Extracted text section start
All other factors equal, whenever we increase CHS we will inherently increase injury risk –  swinging the club faster is associated with higher torques and more stress on the body.  It is therefore essential that whenever we upgrade the ‘engine size’ we also ensure we develop a ‘robust chassis’ and effective brakes.  “You can’t speed up what you can’t slow down” and “you can’t shoot a cannon from a canoe” are two common sayings to describe this concept.  Regardless of how much Bryson raised his ability to express propulsive ground reaction force, this couldn’t be realised in his swing without an ability to control and decelerate effectively.  As discussed, an increased body mass will reduce the burden on the chassis (by making it easier to reduce the centrifugal force), but inter-segmental strength is vital to control torques and prevent stress from concentrating on certain anatomical structures – commonly the lower back, neck and wrist.9  Indeed, the injuries we see on tour are overwhelmingly overuse presentations9 associated with issues like spikes in volume of balls being hit, or at times of swing/club changes (which often are linked to hitting more balls/volume than the bodies tissues are used too).  In addition to appropriate education around load management to help avoid these spikes, there are essentially two approaches we can take to reduce the chances of a structure becoming overloaded: 1) reduce the stress going through the structure and 2) increase the load the structure can tolerate.  Together with input from the golf coach (changes in technique) increasing inter-segmental strength and control can help address the former but a degree of stress/strain is inevitable.  Therefore, it is also advisable to raise the work capacity of the relevant musculature (& body tissues) to enable the player to control and dissipate torques repeatedly at a lower maximum voluntary contraction – essentially creating a ‘force buffer’; helping the body withstand load and resist fatigue.

Conclusion

When carried out under the guidance of suitably qualified professionals (who ensure good technique and a graduated increase in activity) there are very few injuries caused by Strength & Conditioning training itself.  With growing evidence to suggest that strength training reduces both acute and overuse sports injuries,9 together with the specific benefits of strength training on golf performance described herein, and general health and wellbeing benefits widely documented, the benefits greatly outweigh the risks and S&C will continue to be a hugely important area for players across all levels of the game.

Authors & Affiliations:

Nigel Tilley – Physiotherapist (ETPI – European Tour)
Extracted text section end
◆ Problem to solve: Pick up the article on strength training and injury risk in golf where it stops and continue it.
Entries provided section start
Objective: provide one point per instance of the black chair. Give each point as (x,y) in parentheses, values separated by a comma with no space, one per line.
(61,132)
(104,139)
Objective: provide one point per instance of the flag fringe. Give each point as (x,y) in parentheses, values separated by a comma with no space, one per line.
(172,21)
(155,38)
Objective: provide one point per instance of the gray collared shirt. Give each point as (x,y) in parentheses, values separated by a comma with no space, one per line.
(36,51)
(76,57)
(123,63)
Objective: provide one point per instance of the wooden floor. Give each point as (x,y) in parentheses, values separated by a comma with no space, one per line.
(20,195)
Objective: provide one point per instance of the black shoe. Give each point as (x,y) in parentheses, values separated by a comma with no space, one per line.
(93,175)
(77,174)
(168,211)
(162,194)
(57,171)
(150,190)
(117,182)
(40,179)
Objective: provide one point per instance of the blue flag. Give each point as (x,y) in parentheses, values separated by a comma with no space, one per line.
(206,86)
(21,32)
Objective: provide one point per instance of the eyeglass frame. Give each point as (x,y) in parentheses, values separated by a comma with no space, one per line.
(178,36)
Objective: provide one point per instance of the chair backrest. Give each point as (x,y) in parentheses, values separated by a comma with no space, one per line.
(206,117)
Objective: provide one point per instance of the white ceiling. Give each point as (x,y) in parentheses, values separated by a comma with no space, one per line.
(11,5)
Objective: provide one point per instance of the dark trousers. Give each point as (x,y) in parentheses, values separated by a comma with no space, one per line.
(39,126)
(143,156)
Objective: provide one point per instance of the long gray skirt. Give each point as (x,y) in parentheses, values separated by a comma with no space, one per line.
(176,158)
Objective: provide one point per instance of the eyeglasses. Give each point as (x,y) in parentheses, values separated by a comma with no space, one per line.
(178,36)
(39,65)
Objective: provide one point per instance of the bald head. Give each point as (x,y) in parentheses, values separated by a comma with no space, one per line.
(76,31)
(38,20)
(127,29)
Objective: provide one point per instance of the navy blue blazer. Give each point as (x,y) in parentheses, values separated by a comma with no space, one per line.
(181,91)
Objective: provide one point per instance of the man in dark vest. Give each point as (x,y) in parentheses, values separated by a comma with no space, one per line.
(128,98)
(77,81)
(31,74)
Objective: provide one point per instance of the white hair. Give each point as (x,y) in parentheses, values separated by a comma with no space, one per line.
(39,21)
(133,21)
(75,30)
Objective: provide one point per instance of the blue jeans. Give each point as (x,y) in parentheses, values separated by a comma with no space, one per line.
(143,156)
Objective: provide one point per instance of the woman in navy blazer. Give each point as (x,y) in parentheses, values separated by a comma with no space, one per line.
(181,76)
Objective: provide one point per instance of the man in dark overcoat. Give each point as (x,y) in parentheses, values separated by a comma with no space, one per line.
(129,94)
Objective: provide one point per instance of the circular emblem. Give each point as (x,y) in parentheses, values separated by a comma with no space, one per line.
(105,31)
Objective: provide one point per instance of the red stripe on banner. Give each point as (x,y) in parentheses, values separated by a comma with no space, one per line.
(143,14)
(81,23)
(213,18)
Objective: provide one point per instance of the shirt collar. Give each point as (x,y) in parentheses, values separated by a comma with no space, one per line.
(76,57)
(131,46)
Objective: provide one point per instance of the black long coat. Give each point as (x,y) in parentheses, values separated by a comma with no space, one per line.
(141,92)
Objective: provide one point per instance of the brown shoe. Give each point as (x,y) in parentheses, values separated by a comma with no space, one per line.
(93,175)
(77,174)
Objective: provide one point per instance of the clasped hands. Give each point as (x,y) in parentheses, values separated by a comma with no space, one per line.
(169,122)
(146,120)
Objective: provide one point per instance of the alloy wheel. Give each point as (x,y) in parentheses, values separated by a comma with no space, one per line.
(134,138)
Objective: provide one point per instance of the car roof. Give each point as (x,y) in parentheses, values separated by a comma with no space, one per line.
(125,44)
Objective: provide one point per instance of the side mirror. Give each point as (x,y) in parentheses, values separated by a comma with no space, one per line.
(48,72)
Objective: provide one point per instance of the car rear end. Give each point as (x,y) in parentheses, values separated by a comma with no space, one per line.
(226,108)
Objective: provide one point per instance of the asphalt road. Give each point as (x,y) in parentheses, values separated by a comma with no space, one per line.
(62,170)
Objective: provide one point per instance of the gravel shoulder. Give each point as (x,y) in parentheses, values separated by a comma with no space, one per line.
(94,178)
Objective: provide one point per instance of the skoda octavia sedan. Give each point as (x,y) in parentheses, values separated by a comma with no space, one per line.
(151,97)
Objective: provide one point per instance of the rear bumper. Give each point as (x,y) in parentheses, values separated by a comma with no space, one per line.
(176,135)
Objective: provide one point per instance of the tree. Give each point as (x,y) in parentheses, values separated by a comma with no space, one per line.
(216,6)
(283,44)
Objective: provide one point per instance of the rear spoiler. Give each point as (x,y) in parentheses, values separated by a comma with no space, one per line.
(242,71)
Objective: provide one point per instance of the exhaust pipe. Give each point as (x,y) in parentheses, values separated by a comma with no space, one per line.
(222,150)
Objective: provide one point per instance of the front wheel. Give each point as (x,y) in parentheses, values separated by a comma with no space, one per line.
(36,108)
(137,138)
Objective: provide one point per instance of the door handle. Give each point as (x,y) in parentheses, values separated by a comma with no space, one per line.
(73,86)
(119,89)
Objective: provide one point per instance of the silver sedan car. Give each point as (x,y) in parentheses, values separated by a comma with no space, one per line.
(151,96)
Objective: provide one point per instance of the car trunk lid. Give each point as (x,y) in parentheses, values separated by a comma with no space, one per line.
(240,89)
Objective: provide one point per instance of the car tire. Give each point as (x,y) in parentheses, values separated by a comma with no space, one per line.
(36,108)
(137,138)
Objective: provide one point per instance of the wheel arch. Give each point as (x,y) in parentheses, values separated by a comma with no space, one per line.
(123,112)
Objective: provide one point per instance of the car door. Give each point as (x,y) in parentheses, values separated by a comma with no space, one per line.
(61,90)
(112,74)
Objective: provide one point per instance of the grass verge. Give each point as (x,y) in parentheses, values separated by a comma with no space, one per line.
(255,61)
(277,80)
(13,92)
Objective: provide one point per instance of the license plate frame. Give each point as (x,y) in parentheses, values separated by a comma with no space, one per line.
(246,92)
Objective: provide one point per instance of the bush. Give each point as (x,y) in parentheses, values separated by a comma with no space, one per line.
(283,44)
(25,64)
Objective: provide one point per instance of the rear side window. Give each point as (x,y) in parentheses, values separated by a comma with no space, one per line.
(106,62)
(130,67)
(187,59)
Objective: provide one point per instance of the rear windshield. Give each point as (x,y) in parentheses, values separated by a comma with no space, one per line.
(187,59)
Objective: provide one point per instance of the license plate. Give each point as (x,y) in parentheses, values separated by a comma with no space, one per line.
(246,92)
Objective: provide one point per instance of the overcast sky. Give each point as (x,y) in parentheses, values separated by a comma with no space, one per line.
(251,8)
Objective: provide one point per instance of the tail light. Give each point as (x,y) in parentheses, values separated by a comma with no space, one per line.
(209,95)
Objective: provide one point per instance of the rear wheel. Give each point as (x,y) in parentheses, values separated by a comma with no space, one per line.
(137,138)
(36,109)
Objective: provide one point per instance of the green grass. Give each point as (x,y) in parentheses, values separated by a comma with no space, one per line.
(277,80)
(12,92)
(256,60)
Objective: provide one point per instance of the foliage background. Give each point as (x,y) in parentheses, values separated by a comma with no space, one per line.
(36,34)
Entries provided section end
◆ Task result:
Simon Brearley – S&C Coach (ETPI – European Tour)

References

  1. McNitt-Gray, J.L., Munaretto, J., Zaferiou, A., Requejo, P.S. and Flashner, H. (2013) ‘Regulation of reaction forces during the golf swing’, Sports Biomechanics, 12(2), pp. 121–131.
  2. Nesbit, S.M. and Serrano, M. (2005) ‘Work and power analysis of the golf swing’, Journal of Sports Science and Medicine, 4(4), pp. 520–533.
  3. Wells JE, Charalambous LH, Mitchell AC, Coughlan D, Brearley SL, Hawkes RA, Murray AD, Hillman RG & Fletcher IM. (2019). Relationships between Challenge Tour golfers’ clubhead velocity and force producing capabilities during a countermovement jump and isometric mid-thigh pull. Journal of Sports Sciences. 37(12):1381-6
  4. Coughlan D, Taylor M.J, Jackson J, Ward N & Beardsley C. (2020). Physical characteristics of youth elite golfers and their relationship with driver clubhead speed. The Journal of Strength & Conditioning Research. 34(1), 212-217
  5. Read PJ, Lloyd R, De Ste Croix M, Oliver J. Relationships between field-based measures of strength and power and golf club head speed. J Strength Cond Res. 27: 2708–2713, 2013.
  6. Coughlan, D., Tilley, N. & Brearley, SL.  (2019) Training Champions – Andrea Pavan.  ETPI Blog.
  7. Brearley, SL, Coughlan, D. & Tilley, N. (2019) Training the Modern Golfer: Jazz Janewattananond.  ETPI Blog.
  8. Smith, MF and Hillman R. (2012) A retrospective service audit of a mobile physiotherapy unit on the PGA European Golf Tour. Phys Ther Sport; 13:41–4.
  9. Laurensen, JP, Andersen, TL. & Anderson LB. (2018) Strength training as superior, does-dependent and safe prevention of acute and overuse sports injuries: a systematic review, qualitative analysis and meta-analysis. British Journal of Sports Medicine; 52:24.